EXCERPT TO READ:
** begin **

By Barbara Hackett
The good news is you’ve been assigned to teach a double period of mathematics. Now, you finally have enough time to impart your love of the subject to your students.
The bad news is you’ve been assigned to teach a double period of mathematics. It’s hard enough keeping your students engaged for a 45 minute period, let alone a 90 minute block.
This scenario does not need to have a down side. The workshop model breaks that 90 minute period into smaller more manageable segments while providing enough time to explore topics in depth. Alternating whole group with small group instruction maintains students’ interest.
When using the workshop model, start with the mini lesson (15 – 20 minutes). Provide focused direct instruction modeling the strategy to be taught. Next, provide students with an opportunity to try out the strategy with you during guided practice (10-15 minutes).

** end **

COMPLETE THE FOLLOWING:
• 1. According to the article on teaching a double period of mathematics, how long should the mini lesson last?
• 2. Continue the article on teaching a double period of mathematics, starting after its final sentence.
The listing after this text comes from an unrelated source.

LISTING:

** begin **

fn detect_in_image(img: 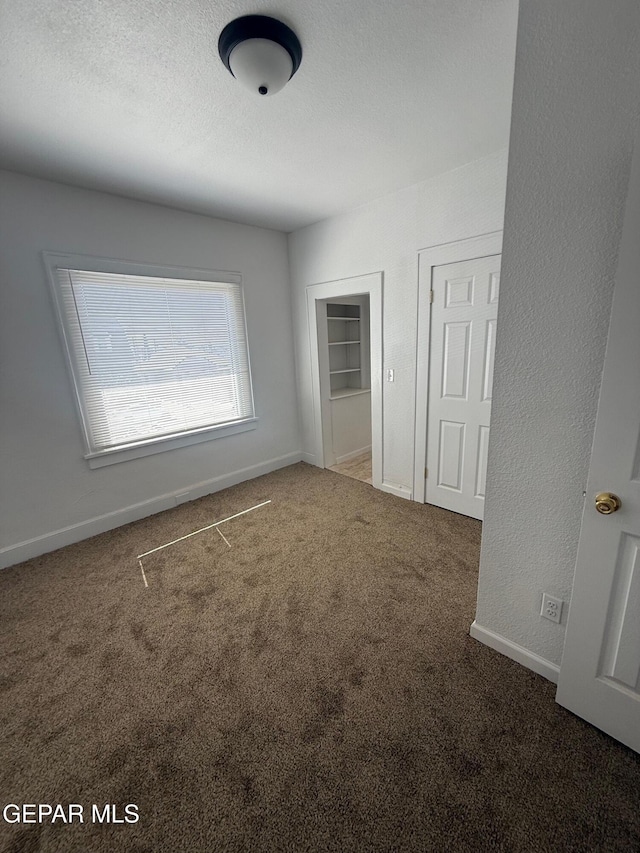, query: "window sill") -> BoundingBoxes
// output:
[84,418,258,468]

** end **
** begin **

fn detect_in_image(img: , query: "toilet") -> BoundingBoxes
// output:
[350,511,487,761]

** end **

EXPECTED OUTPUTS:
• 1. 15 to 20 minutes

• 2.
Now your students are ready for group work (30-45 minutes). During group work, students apply the teaching point from the mini lesson by trying out new ideas with their group members and engaging in mathematical conversation. This allows students to make connections that lead to deeper understanding. When planning:
- Assign group members roles (recorder, materials captain, presenter, etc.) to ensure the participation of each member
- Put students in heterogeneous groups of 4-6
- Develop groups that remain together for several weeks but are flexible enough to allow for changes if necessary
- Consider the interplay of personalities
- Create a presentation rubric
- Provide opportunity for your students to share their work in an organized manner
- Circulate to provide feedback and encouragement to groups
In addition, it is vital to choose tasks that are relevant while capitalizing on students’ prior knowledge and past learning. Encouraging mathematical conversation, sparking student interest, and appealing to a large range of learning styles will keep students engaged. Tasks should be open ended and/or allow for multiple ways to solve the problem. As groups share out (5-15 minutes), students are exposed to various problem solving strategies. One group may rely heavily on verbal descriptions and equations to represent their solution while another group may use pictures and charts to represent the same problem.
Finally, it’s time to summarize the lesson (5 minutes) and evaluate whether the learning objective was met. Determine your next steps.
The good news is you’ve been assigned to teach a double period of mathematics.
Adrini, Beth and Kagan, Spencer. Cooperative Learning and Mathematics. San Juan Capistrano, California: Kagan Cooperative Learning, 1992.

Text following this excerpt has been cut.